** Begin READING PASSAGE **

Many modern Christians are to be admired for their clear excelling in their work; others for their show of great enthusiasm in their productivity. Many attend worship services, attend Bible Studies, listen to Christian songs on their radios, hold offices and serve in the local church; but, a vast majority of them sense a lack in one area when it is mentioned – a sense of real consecration! What is consecration? Merriam Webster’s Collegiate Dictionary, Eleventh Edition, defines “consecrate” as: “dedicated to a sacred purpose: to devote to a purpose with or as if with deep solemnity or dedication.” In effect, it is being distinctly devoted to serve the pleasures of Almighty God and distinctly different – separated from the world!

 4. When I don’t walk with God, worship and praise become play things. (Didn’t take the place of the Lord and His worship seriously) (36:14b) “and they defiled the house of the LORD which He had sanctified in Jerusalem.”

I am deeply indebted to Pastor Jim Butcher of West Virginia for this insightful list. I share it because it captures some real truths! He called it “Six of the Biggest Lies about Worship” (I adapted only the wording, but not the thoughts – they are all his):

1. Lie #1: Worship is when we talk about God. NO! Worship is when we come into the presence of God (Psalm 22:23; Psalm 50:15; Revelation 4:9-11). Theologian and author Frederick Buechner: “For many years now I have taken to going to church less and less because I find so little there of what I hunger for. It is a sense of the presence of God that I hunger for.”
2. Lie #2: Good worship leaves me feeling pleased. NO! Good worship leaves God feeling pleased. (If you aren’t wa;king right, it’ll leave you miserable! Ephesians 5:10 (NIV) – “. . . find out what pleases the Lord.” Many Christians believe that they are the audience; in truth, God is the audience.
3. Lie #3: In worship, the focus is on the people on stage. NO! In worship, the focus is on God. (Isaiah 6). We must take the focus off the performance and put it on the praise.
4. Lie #4: Good worship happens when the music and sermon are good. NO! Good worship happens when we meet with God and know the truth of Who He is and who we are. (John 4:21-24). We don’t want to lead you poorly, but leading in the end it’s far more important that all our hearts are in tune than that our instruments are in tune.
5. Lie #5: Worship happens in church. NO! Personal worship is an everyday thing. (Psalm 35:28; Psalm 119:164). Worship happens when we are open to the reality and presence of God. “Trying to genuinely worship publicly without having had significant times of private worship is attempting to bring up something that just isn’t there.”
6. Lie #6: Im willing to worship if this thing takes off. NO! I’m willing to worship if it’s me alone. (John 12:43). Many of us are willing to jump on the bandwagon if a sermon or a service gets going, but we are supposed to have a passion for worship that gives us the desire to be a leader and not a follower when it comes to worship. We are to be yielding ourselves to the Spirit without consideration of others’ actions or motives within a worship service. We came to worship, even if we’re the only one really giving our heart.

** End READING PASSAGE **
** Begin SUPPLIED DATA **

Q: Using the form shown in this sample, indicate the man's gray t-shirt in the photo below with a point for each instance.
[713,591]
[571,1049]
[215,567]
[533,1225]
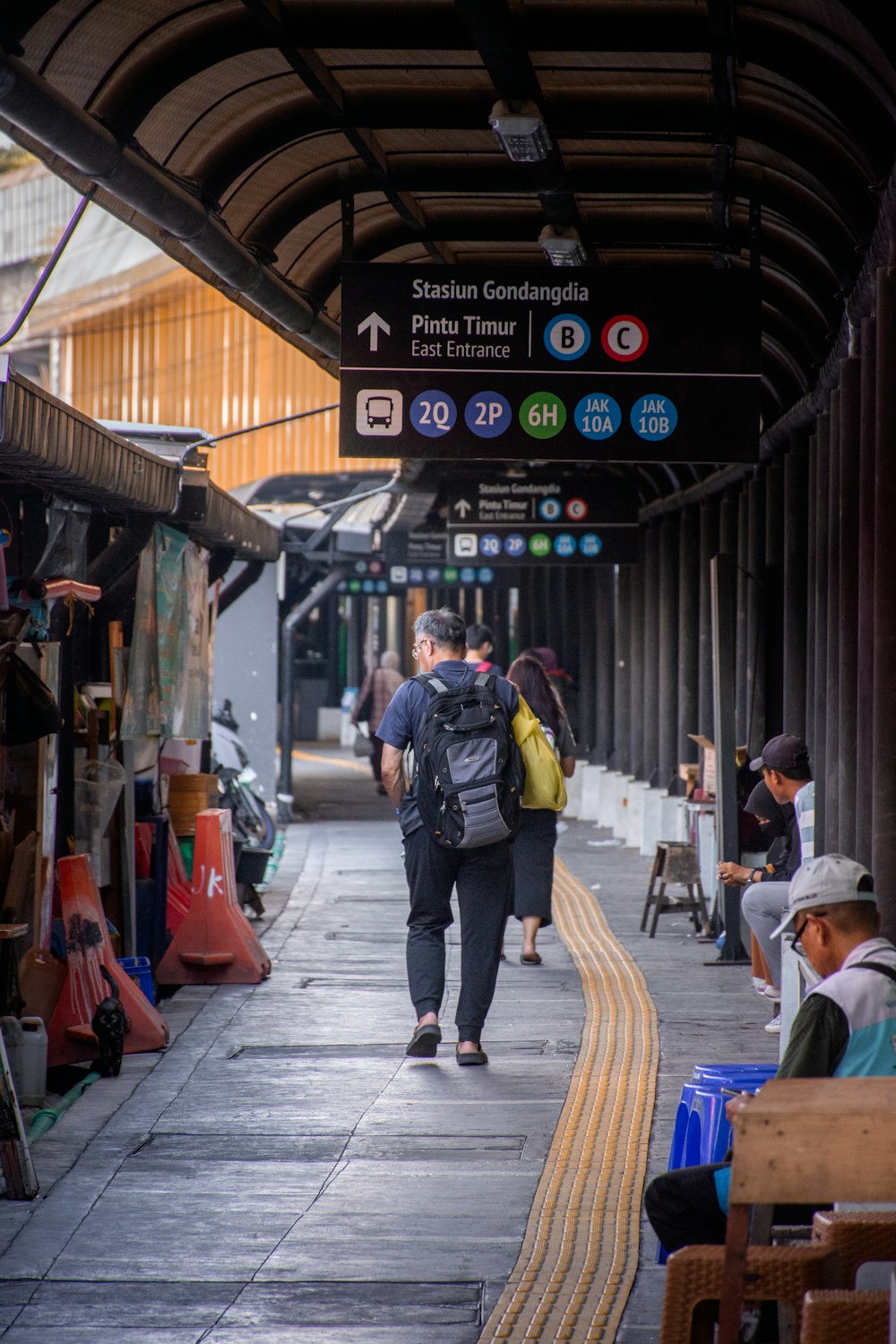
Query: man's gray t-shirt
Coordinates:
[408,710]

** End SUPPLIED DATA **

REQUIREMENTS >>
In the passage on worship, what statement follows the word "NO!" in each of the numbered lies?

SOLUTION BELOW >>
1. Worship is when we come into the presence of God.
2. Good worship leaves God feeling pleased.
3. In worship, the focus is on God.
4. Good worship happens when we meet with God and know the truth of Who He is and who we are.
5. Personal worship is an everyday thing.
6. I'm willing to worship if it's me alone.